- 原文节选:
/---
FSMCallerImpl#onCommitted提交一个ApplyTask事件,类型是COMMITTED

// FSMCallerImpl
public boolean onCommitted(final long committedIndex) {
    return enqueueTask((task, sequence) -> {
        task.type = TaskType.COMMITTED;
        task.committedIndex = committedIndex;
    });
}
private boolean enqueueTask(final EventTranslator<ApplyTask> tpl) {
    if (!this.taskQueue.tryPublishEvent(tpl)) {
      	return false;
    }
    return true;
}

阶段六:处理ApplyTask,组装IteratorImpl调用用户的StateMachine的onApply方法

JRaft写主第六步.png

FSMCallerImpl.ApplyTaskHandler处理ApplyTask事件。

private class ApplyTaskHandler implements EventHandler<ApplyTask> {
    private long maxCommittedIndex = -1;

    @Override
    public void onEvent(final ApplyTask event, final long sequence, final boolean endOfBatch) throws Exception {
        this.maxCommittedIndex = runApplyTask(event, this.maxCommittedIndex, endOfBatch);
    }
}

runApplyTask方法,调用doCommitted方法。

// FSMCallerImpl
private long runApplyTask(final ApplyTask task, long maxCommittedIndex, final boolean endOfBatch) {
    CountDownLatch shutdown = null;
    if (task.type == TaskType.COMMITTED) {
        if (task.committedIndex > maxCommittedIndex) {
            maxCommittedIndex = task.committedIndex;
        }
    } else {
        // ...
    }
    try {
        if (endOfBatch && maxCommittedIndex >= 0) {
            this.currTask = TaskType.COMMITTED;
            // 调用用户StateMachine的onApply方法
            doCommitted(maxCommittedIndex);
            maxCommittedIndex = -1L;
        }
        this.currTask = TaskType.IDLE;
        return maxCommittedIndex;
    } finally {
        if (shutdown != null) {
            shutdown.countDown();
        }
    }
}

doCommitted方法将原先存储的用户提交的Task里的Closure done,放入IteratorImpl,再循环迭代器调用用户StateMachine的onApply方法,由用户代码执行done0最外层回调

// FSMCallerImpl
// 组装IteratorImpl,调用用户StateMachine的onApply方法
private void doCommitted(final long committedIndex) {
    if (!this.error.getStatus().isOk()) {
      return;
    }
    final long lastAppliedIndex = this.lastAppliedIndex.get();
    if (lastAppliedIndex >= committedIndex) {
      return;
    }
    final long startMs = Utils.monotonicMs();
    try {
      final List<Closure> closures = new ArrayList<>();
      final List<TaskClosure> taskClosures = new ArrayList<>();
      // 这里会将done0(用户代码最初Task里的done),放入closures
      final long firstClosureIndex = this.closureQueue.popClosureUntil(committedIndex, closures, taskClosures);

      final IteratorImpl iterImpl = new IteratorImpl(this.fsm, this.logManager, closures, firstClosureIndex,
                                                     lastAppliedIndex, committedIndex, this.applyingIndex);
      while (iterImpl.isGood()) {
        final LogEntry logEntry = iterImpl.entry();
        // ...
\---
- 集合中存储的条目:
/---
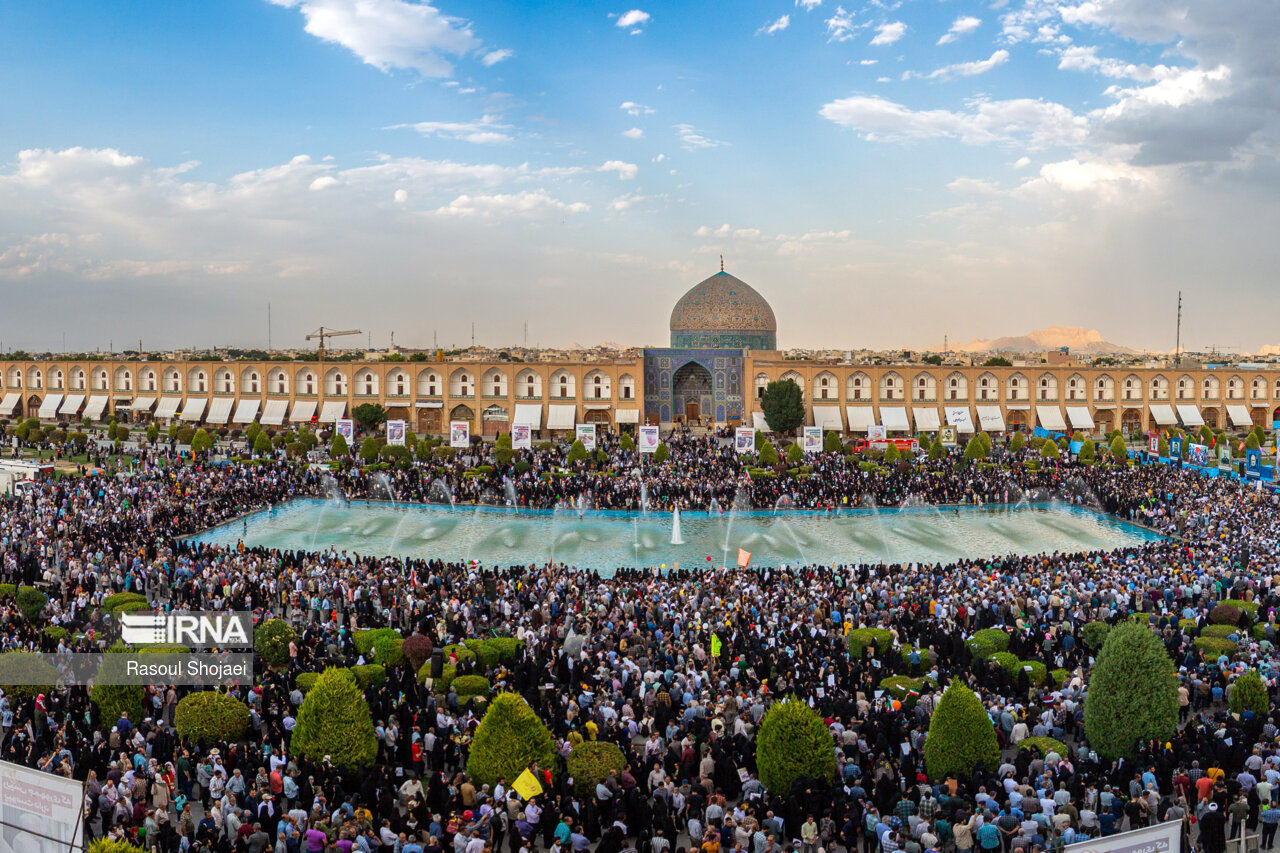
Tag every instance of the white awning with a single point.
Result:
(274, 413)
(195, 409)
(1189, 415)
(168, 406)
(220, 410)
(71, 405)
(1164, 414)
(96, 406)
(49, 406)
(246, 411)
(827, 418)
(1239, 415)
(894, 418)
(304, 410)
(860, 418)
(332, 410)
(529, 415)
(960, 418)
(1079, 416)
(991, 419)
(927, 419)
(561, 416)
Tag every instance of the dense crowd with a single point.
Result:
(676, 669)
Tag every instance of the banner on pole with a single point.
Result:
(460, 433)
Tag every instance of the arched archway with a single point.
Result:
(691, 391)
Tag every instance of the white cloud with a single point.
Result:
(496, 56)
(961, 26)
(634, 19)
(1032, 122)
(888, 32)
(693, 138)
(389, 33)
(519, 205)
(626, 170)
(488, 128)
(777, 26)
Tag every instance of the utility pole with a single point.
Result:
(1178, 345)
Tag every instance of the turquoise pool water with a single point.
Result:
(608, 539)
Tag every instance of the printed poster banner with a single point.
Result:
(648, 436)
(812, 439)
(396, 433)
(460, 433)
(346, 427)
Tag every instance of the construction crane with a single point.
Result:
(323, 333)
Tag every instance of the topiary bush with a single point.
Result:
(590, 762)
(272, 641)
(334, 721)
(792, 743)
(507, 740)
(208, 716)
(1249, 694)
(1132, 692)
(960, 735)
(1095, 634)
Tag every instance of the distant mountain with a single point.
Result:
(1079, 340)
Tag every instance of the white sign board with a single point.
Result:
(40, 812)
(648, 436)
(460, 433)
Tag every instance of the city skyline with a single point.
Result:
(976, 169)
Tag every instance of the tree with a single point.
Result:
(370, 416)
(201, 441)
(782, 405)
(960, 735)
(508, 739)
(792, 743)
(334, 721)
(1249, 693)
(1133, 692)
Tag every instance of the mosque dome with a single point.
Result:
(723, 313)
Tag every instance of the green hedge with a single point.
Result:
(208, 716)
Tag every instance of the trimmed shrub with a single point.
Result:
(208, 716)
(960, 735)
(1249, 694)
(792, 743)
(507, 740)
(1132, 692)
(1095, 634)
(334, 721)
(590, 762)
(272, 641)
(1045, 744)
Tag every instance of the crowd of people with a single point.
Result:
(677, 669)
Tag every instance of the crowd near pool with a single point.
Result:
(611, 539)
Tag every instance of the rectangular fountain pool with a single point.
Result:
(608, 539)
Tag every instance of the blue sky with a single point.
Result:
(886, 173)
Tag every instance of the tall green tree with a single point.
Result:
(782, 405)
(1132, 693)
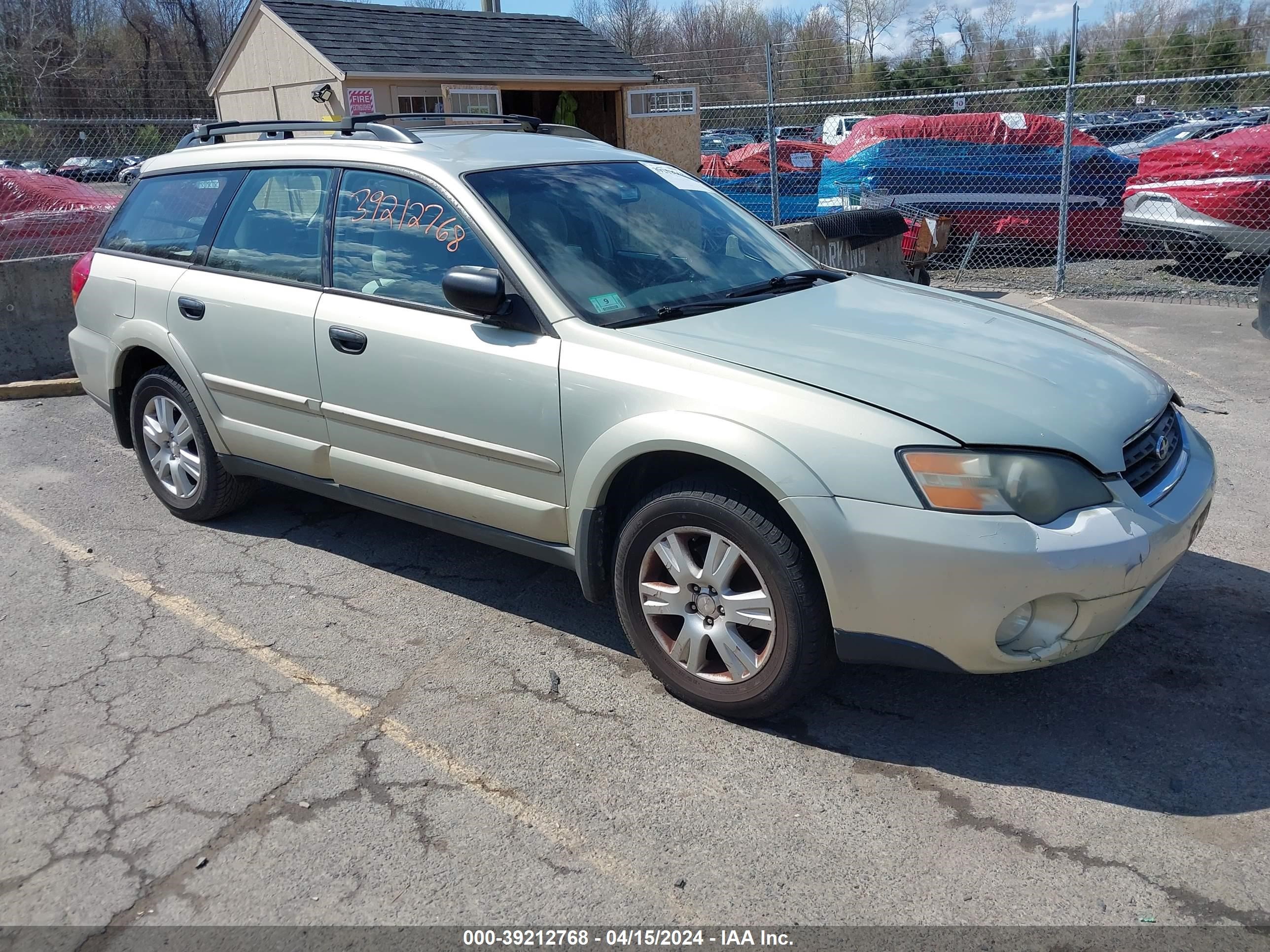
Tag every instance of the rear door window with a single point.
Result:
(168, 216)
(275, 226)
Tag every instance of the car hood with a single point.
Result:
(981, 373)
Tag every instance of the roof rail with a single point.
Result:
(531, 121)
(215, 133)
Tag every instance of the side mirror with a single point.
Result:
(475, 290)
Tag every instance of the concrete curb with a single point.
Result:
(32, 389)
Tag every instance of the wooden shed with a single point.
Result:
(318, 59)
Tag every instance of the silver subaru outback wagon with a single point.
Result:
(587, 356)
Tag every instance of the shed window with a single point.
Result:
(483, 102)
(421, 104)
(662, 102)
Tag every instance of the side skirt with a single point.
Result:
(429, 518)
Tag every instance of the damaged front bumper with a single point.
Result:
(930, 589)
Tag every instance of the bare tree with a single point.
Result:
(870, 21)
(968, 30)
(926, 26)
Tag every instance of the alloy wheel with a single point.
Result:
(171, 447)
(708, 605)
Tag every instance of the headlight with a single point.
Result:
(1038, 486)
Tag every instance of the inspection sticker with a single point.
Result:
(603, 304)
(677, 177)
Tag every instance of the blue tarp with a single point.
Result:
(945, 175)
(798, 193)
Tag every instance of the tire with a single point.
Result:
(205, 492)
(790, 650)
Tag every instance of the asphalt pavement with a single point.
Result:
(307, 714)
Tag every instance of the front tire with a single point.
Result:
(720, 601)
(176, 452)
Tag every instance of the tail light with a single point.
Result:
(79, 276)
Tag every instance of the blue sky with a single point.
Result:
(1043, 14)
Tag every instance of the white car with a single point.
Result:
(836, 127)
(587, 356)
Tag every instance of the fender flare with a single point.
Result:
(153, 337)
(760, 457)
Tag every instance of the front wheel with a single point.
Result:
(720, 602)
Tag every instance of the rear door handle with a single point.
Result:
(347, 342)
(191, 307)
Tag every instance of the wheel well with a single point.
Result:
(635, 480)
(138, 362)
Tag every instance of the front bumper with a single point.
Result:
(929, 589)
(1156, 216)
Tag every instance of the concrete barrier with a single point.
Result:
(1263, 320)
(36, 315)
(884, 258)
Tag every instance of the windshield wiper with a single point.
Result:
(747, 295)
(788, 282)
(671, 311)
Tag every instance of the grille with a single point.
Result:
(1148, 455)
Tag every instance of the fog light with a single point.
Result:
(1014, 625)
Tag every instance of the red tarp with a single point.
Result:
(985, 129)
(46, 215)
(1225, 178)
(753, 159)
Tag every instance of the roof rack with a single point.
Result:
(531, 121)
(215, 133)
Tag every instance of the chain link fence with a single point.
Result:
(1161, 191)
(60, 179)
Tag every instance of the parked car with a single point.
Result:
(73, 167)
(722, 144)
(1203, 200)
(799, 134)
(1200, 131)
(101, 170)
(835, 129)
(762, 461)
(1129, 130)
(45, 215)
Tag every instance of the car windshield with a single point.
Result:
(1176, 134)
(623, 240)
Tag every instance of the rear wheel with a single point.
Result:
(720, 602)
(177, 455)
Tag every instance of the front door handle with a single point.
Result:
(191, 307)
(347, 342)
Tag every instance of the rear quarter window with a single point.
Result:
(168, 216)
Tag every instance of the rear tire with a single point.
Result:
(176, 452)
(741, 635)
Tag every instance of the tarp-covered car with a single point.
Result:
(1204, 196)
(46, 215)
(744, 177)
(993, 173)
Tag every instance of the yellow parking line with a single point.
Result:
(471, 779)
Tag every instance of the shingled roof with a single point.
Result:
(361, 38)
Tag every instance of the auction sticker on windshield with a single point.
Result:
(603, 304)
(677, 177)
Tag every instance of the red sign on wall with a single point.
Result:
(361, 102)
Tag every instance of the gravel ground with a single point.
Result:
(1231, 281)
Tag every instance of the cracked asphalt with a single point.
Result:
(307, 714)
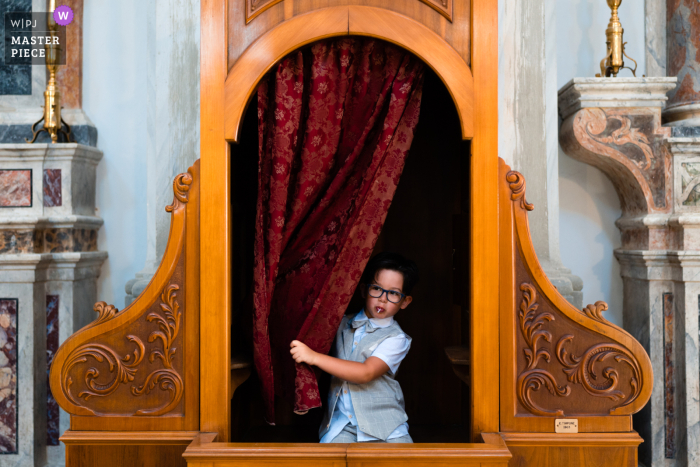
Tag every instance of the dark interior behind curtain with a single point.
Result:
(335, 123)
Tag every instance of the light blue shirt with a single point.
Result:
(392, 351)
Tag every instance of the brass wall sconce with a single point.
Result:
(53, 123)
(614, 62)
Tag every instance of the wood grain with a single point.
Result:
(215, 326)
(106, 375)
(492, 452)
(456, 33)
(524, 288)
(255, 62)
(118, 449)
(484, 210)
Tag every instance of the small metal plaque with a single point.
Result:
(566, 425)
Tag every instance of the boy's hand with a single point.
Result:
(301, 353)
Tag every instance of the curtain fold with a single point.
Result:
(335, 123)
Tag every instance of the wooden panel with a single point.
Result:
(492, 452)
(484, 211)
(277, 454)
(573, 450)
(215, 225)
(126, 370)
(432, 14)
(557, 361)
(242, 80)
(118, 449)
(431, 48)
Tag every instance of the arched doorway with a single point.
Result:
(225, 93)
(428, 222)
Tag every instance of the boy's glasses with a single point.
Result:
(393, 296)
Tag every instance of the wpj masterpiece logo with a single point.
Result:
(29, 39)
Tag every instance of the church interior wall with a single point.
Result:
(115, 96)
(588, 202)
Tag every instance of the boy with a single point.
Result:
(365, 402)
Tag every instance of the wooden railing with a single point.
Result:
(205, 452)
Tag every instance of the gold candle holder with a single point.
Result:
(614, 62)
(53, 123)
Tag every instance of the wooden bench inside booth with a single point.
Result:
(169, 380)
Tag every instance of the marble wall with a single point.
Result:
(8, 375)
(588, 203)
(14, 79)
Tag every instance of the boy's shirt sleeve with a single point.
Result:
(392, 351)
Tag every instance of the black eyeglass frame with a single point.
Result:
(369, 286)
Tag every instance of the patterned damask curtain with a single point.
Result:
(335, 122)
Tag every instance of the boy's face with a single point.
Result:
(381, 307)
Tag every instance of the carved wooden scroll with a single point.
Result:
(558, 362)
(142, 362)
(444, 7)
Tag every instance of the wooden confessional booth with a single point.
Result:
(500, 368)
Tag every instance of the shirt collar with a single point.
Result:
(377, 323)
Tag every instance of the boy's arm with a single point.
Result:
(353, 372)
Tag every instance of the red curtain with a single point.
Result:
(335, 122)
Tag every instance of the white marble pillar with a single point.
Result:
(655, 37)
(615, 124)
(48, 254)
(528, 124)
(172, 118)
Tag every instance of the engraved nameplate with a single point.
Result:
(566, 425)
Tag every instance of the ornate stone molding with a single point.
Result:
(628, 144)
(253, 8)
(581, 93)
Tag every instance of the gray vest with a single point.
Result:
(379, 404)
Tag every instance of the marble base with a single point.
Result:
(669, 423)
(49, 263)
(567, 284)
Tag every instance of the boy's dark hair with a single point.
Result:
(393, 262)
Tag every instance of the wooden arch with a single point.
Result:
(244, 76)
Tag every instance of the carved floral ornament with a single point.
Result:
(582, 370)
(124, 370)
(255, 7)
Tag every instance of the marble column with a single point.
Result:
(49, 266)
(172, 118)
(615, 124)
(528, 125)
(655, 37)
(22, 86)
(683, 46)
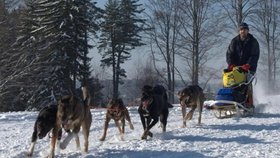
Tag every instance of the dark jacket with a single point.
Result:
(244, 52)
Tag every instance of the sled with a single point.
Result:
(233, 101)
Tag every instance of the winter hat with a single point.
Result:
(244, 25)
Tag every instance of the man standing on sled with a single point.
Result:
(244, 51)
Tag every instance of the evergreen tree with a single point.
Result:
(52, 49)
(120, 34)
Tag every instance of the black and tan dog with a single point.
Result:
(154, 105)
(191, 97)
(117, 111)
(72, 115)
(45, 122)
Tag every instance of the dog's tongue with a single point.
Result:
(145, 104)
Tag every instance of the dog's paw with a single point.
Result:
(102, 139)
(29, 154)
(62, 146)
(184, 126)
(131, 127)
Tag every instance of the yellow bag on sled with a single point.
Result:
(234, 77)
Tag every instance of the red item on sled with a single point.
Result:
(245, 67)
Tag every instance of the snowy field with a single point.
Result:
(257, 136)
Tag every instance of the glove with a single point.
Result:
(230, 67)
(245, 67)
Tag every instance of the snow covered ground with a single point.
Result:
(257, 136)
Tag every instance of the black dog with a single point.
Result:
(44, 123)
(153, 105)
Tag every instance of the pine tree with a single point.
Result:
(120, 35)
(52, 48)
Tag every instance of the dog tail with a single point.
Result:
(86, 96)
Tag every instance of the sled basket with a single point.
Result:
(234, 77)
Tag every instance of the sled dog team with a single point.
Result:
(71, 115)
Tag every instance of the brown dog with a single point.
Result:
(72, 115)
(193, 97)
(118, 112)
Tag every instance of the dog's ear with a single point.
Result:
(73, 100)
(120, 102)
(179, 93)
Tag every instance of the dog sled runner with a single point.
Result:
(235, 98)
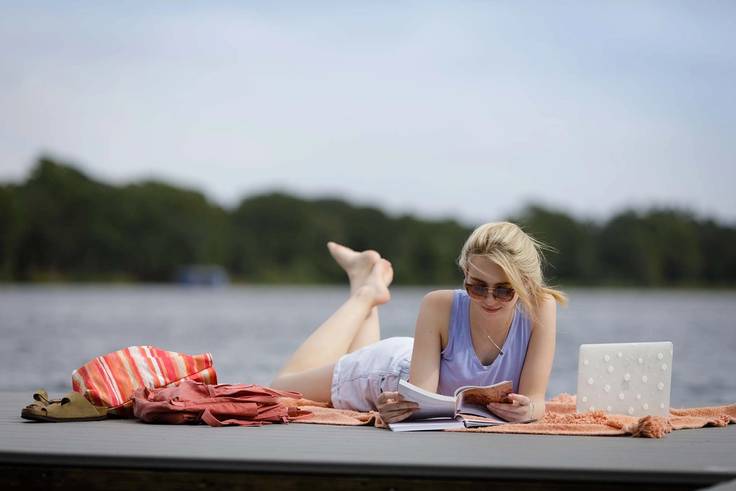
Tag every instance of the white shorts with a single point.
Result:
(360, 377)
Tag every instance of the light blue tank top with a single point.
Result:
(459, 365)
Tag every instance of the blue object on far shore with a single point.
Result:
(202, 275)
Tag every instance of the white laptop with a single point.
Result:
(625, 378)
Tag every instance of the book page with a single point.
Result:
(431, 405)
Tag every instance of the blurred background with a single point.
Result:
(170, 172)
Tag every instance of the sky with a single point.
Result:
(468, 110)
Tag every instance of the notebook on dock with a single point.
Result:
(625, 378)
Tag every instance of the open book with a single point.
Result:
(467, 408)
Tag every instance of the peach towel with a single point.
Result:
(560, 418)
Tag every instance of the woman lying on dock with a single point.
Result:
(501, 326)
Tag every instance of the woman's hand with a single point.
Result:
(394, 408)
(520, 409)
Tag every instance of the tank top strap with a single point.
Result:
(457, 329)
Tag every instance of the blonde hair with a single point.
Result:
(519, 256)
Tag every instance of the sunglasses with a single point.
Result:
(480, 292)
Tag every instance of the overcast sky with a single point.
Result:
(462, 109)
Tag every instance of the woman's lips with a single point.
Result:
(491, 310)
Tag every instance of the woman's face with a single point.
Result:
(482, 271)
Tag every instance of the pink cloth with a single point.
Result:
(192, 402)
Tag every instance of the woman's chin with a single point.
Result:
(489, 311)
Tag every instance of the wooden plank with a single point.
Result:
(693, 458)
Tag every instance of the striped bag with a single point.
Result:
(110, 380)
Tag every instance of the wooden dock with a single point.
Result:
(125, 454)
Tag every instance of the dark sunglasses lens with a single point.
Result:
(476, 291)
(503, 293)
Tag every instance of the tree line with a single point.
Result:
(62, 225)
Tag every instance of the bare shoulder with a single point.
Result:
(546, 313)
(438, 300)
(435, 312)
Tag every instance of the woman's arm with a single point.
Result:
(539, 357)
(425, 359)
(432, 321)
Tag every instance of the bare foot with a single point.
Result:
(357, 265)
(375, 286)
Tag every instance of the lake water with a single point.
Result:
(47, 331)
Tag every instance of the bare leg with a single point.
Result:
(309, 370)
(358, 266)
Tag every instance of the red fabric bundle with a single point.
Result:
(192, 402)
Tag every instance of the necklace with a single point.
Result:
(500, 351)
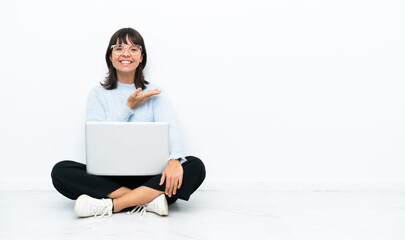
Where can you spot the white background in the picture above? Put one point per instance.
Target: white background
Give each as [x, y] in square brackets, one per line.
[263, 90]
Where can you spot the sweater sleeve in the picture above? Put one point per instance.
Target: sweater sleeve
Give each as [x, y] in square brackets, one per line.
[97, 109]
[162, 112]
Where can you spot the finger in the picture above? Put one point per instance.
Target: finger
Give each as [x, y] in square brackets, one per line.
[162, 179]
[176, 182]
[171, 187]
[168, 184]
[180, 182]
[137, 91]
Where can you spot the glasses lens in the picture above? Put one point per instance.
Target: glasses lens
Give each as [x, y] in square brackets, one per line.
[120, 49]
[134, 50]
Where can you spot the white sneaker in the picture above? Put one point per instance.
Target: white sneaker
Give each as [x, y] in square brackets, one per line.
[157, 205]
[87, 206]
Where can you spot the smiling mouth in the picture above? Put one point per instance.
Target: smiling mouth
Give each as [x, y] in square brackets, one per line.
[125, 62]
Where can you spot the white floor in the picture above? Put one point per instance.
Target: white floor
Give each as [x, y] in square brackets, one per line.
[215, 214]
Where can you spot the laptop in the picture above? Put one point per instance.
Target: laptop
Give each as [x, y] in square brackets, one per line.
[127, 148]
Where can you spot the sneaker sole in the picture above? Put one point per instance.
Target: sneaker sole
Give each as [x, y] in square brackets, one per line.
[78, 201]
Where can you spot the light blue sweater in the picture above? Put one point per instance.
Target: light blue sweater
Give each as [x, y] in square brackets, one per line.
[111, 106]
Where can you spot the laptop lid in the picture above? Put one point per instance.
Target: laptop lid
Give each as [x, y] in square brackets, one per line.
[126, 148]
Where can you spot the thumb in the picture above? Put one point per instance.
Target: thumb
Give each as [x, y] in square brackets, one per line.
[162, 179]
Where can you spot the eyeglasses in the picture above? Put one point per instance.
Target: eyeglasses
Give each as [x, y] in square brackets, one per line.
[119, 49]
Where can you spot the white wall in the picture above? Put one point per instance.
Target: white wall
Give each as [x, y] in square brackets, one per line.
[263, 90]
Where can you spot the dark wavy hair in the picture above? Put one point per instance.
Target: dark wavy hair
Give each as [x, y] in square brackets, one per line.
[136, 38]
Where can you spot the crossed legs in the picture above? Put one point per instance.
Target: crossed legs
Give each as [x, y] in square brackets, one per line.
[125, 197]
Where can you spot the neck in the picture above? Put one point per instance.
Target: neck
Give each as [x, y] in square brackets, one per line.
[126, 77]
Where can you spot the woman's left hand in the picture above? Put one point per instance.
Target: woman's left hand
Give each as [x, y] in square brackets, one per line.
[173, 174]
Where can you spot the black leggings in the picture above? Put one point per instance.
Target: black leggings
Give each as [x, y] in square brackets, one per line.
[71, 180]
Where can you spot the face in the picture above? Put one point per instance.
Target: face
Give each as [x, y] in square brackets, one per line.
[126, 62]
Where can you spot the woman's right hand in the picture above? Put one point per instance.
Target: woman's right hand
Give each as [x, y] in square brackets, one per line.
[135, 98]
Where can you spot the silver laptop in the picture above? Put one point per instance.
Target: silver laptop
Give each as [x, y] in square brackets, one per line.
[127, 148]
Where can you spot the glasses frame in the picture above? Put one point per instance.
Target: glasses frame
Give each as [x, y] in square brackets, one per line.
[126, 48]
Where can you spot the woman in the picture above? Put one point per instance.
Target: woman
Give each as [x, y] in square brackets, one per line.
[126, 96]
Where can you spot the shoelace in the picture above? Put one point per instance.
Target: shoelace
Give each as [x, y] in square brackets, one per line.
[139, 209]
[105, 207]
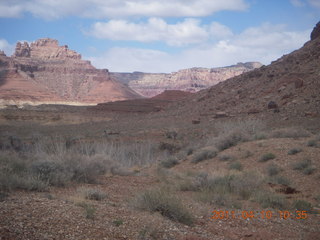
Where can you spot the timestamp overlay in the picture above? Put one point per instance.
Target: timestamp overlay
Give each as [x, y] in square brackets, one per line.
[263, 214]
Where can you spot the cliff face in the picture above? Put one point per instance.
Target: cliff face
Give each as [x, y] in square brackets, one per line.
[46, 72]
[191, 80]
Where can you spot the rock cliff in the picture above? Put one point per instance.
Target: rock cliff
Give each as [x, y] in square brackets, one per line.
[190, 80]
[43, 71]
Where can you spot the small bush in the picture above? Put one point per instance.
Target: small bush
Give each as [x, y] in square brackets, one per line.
\---
- 待办事项:
[A] 下列三项说法是否与原文相符?请逐项回答“是”或“否”,并原样引用原文中起决定作用的文字:(i) onCommitted 提交的 ApplyTask 事件类型是 COMMITTED;(ii) ApplyTask 事件由 FSMCallerImpl.ApplyTaskHandler 处理;(iii) done0 最外层回调由框架代码执行,而非用户代码。
[B] 请把原文中从“FSMCallerImpl.”往下一直到“runApplyTask方法,调用doCommitted方法。”为止的全部内容原样打印出来。
这些记录与原文没有关联。

- 完整答案:
[A]
(i) 是——“FSMCallerImpl#onCommitted提交一个ApplyTask事件,类型是COMMITTED”
(ii) 是——“FSMCallerImpl.ApplyTaskHandler处理ApplyTask事件。”
(iii) 否——“由用户代码执行done0最外层回调”

[B]
FSMCallerImpl.ApplyTaskHandler处理ApplyTask事件。

private class ApplyTaskHandler implements EventHandler<ApplyTask> {
    private long maxCommittedIndex = -1;

    @Override
    public void onEvent(final ApplyTask event, final long sequence, final boolean endOfBatch) throws Exception {
        this.maxCommittedIndex = runApplyTask(event, this.maxCommittedIndex, endOfBatch);
    }
}

runApplyTask方法,调用doCommitted方法。